Using the listing below, retype exactly the lines starting at the one with "Category: muddy water" and ending at the one with "pixel 664 515", and include both.

[[ Listed records open ]]

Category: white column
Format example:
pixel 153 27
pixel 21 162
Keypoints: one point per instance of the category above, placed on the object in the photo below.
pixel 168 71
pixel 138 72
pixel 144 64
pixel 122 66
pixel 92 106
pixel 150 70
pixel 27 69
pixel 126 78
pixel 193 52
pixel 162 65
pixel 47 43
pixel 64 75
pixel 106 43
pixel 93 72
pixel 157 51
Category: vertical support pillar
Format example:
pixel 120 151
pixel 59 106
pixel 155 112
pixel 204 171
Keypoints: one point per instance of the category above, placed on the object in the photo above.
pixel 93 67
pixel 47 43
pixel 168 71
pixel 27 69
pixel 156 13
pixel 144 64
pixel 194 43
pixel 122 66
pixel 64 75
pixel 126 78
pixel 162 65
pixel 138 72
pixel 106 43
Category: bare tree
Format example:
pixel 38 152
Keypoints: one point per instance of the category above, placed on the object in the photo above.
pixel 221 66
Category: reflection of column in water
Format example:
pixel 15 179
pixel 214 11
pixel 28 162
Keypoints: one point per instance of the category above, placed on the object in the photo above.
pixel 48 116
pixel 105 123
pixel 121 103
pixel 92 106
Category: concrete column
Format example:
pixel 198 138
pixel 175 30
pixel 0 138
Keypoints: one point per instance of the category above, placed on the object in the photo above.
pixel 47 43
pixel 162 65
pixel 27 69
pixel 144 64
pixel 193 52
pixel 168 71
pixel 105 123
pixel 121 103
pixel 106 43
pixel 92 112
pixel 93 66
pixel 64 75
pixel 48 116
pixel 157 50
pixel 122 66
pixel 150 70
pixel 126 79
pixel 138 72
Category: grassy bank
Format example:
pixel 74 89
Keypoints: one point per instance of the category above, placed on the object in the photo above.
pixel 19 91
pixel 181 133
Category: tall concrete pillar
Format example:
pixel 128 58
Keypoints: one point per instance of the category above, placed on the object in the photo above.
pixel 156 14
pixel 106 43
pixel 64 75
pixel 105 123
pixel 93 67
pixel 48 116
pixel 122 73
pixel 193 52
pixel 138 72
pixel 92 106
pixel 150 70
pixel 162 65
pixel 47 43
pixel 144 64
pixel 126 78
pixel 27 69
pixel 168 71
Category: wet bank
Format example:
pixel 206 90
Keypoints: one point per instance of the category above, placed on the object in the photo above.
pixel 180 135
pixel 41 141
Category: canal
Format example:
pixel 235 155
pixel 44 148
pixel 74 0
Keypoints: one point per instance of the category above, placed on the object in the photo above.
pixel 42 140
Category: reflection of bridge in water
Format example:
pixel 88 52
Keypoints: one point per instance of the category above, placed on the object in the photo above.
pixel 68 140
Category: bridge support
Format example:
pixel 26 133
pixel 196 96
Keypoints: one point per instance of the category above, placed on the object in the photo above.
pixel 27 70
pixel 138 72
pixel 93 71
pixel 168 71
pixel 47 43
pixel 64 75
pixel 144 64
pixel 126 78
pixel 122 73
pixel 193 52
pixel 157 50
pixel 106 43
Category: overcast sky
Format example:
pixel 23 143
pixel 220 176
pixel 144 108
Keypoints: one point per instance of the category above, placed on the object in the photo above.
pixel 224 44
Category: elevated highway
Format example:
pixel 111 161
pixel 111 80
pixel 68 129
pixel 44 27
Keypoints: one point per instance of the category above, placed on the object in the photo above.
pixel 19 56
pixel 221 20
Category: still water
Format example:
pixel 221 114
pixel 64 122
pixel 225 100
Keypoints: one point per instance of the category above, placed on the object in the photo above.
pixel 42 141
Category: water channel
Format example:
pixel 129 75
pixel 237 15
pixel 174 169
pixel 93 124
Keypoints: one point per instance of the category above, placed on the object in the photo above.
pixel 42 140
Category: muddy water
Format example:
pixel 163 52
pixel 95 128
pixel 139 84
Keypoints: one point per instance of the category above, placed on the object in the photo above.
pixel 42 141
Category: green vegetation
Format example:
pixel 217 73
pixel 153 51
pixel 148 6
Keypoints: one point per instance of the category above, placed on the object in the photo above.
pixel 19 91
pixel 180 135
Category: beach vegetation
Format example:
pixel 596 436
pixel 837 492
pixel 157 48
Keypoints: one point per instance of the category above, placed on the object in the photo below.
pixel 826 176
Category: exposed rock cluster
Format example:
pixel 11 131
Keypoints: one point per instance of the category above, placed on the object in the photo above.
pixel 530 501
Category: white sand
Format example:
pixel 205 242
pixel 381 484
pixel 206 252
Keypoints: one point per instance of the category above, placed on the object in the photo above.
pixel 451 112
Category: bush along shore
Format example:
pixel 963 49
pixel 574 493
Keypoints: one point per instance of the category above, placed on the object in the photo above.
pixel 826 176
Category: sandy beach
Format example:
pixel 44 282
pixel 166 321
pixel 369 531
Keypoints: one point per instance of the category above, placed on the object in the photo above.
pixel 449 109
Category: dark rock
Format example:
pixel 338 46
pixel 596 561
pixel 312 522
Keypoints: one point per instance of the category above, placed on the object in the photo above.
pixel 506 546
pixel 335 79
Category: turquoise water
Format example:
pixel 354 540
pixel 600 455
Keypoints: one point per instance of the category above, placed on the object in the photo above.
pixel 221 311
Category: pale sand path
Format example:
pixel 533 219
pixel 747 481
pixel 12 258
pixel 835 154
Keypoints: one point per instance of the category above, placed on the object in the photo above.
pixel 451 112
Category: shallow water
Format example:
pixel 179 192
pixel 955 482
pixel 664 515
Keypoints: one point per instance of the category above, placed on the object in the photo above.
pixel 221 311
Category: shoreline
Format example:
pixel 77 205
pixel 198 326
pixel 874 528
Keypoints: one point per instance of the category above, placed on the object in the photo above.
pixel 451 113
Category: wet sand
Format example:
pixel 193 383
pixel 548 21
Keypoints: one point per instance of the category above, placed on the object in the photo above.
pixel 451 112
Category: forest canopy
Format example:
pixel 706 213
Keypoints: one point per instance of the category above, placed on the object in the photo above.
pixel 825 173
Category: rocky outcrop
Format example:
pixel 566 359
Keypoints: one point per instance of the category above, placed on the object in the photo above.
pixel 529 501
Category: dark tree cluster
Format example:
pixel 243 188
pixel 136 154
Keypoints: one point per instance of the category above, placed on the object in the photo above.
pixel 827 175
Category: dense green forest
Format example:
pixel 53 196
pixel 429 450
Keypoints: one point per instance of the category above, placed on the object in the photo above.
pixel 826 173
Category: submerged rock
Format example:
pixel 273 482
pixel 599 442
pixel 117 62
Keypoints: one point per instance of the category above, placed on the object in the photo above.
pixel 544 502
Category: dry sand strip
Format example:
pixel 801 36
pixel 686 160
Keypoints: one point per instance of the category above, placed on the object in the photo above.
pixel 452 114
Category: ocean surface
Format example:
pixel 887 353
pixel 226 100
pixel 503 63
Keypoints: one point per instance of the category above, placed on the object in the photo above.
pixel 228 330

[[ Listed records closed ]]
[[ Listed records open ]]

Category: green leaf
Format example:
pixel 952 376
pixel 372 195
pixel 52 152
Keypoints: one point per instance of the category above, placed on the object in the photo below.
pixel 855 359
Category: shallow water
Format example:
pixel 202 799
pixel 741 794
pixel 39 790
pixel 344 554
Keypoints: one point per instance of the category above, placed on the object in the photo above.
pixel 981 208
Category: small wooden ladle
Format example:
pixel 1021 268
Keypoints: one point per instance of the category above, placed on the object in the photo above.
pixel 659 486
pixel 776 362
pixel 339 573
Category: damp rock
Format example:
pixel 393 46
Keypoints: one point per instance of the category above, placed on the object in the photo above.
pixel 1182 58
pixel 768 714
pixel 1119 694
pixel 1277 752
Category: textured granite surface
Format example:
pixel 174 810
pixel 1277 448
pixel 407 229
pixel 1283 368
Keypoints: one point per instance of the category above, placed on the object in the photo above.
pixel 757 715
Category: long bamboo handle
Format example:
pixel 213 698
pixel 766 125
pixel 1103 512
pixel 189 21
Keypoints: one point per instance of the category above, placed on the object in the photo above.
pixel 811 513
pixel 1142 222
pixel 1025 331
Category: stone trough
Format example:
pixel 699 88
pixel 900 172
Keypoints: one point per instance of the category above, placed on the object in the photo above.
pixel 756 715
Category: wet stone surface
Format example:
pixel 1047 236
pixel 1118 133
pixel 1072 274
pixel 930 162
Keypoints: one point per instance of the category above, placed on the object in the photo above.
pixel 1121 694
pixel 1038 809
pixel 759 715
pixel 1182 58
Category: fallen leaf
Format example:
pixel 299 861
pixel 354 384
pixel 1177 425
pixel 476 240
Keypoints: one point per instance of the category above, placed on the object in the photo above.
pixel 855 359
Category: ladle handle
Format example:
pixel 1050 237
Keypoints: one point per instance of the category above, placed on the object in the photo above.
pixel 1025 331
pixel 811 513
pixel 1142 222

[[ Listed records closed ]]

• _Expected output_
Category: muddy water
Format example:
pixel 163 52
pixel 95 128
pixel 139 84
Keypoints: one point per instance of the category above, placed on the object in the photo above.
pixel 42 141
Category: green vegetation
Format example:
pixel 217 73
pixel 153 51
pixel 148 6
Keypoints: one point per instance of the category above, placed on the object in the photo above.
pixel 19 91
pixel 180 135
Category: beach vegetation
Format example:
pixel 596 436
pixel 837 492
pixel 157 48
Keypoints: one point per instance of the category above, placed on the object in the photo below.
pixel 826 176
Category: exposed rock cluster
Format example:
pixel 11 131
Keypoints: one point per instance of the category above, placed on the object in the photo above.
pixel 530 501
Category: white sand
Format example:
pixel 205 242
pixel 381 484
pixel 206 252
Keypoints: one point per instance of the category above, placed on the object in the photo above.
pixel 451 112
Category: bush along shore
Format example:
pixel 963 49
pixel 574 493
Keypoints: one point per instance of the category above, placed on the object in the photo above.
pixel 826 176
Category: sandy beach
Format example:
pixel 44 282
pixel 166 321
pixel 369 531
Keypoints: one point per instance of the category above, placed on the object in the photo above.
pixel 449 109
Category: dark rock
Format example:
pixel 338 46
pixel 596 561
pixel 312 522
Keypoints: one point per instance of the category above, placed on the object in the photo above.
pixel 506 546
pixel 335 79
Category: turquoise water
Format example:
pixel 354 540
pixel 600 455
Keypoints: one point per instance of the category above, placed on the object in the photo above.
pixel 221 311
Category: pale sand path
Format example:
pixel 533 219
pixel 747 481
pixel 12 258
pixel 835 154
Keypoints: one point per instance of the category above, placed on the object in the photo above.
pixel 451 112
Category: shallow water
Format example:
pixel 179 192
pixel 955 482
pixel 664 515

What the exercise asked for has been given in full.